■ Supplied text ■
******

Opinion: The crisis in New York’s child welfare system must be addressed

The solution starts with comprehensive care

Maria Cristalli is president and CEO of Hillside Children’s Center

Maria Cristalli is president and CEO of Hillside Children’s Center (Image courtesy of Hillside Children's Center)

New York State has long been a vanguard in child welfare with policies that prioritize family preservation and community-based services. This well-intended approach has yielded positive results for many children but has unintentionally left behind those with the most severe mental health needs. As the system has evolved, a distressing gap has emerged. Children with acute behavioral health needs and co-occurring disorders are increasingly falling through the cracks, causing a profound ripple effect within residential treatment centers (RTCs) and the wider community. This demands immediate attention and action.

******

■ Record excerpts ■
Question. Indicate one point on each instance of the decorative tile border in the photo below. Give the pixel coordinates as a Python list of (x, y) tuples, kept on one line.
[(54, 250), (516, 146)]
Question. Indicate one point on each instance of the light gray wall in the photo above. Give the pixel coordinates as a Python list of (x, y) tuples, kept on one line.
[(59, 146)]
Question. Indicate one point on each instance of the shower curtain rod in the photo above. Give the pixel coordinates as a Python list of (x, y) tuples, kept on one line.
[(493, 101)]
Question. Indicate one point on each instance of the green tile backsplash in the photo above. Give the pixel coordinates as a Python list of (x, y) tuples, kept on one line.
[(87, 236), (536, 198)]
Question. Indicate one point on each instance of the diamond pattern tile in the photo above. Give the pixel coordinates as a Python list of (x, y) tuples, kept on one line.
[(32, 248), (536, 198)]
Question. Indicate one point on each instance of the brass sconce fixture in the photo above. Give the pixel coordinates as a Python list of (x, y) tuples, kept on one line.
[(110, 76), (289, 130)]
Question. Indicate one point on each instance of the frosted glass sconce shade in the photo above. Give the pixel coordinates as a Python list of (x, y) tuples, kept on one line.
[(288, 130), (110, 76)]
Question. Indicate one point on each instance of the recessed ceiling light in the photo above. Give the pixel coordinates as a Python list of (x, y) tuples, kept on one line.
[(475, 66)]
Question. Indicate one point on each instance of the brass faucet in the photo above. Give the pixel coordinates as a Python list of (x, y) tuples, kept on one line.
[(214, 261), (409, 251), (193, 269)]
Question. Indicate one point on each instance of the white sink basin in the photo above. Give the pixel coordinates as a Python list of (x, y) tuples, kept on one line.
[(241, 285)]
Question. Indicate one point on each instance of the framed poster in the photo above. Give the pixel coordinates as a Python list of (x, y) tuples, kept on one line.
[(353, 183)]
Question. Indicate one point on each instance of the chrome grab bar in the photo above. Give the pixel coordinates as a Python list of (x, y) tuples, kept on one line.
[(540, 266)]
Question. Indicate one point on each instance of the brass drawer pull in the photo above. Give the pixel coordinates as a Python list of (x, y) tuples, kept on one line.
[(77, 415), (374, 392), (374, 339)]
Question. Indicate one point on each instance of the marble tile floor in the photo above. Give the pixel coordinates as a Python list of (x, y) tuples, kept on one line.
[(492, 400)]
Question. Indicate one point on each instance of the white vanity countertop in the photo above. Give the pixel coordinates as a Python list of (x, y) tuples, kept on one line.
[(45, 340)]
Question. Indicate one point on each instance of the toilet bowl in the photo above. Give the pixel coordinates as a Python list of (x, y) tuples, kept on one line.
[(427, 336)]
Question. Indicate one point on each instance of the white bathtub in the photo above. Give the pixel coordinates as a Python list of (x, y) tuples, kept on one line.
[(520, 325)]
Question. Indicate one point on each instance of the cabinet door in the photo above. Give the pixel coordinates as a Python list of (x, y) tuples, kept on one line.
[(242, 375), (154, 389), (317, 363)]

******

■ What you need to do ■
1: Can you reproduce the opinion piece between "Opinion: The crisis" and "Hillside Children's Center)", inclusive, swapping "comprehensive" for "holistic"?
2: What kinds of children's needs or disorders does the opinion piece mention?

■ Results for each task ■
1:
Opinion: The crisis in New York’s child welfare system must be addressed

The solution starts with holistic care

Maria Cristalli is president and CEO of Hillside Children’s Center

Maria Cristalli is president and CEO of Hillside Children’s Center (Image courtesy of Hillside Children's Center)

2:
- The most severe mental health needs
- Acute behavioral health needs
- Co-occurring disorders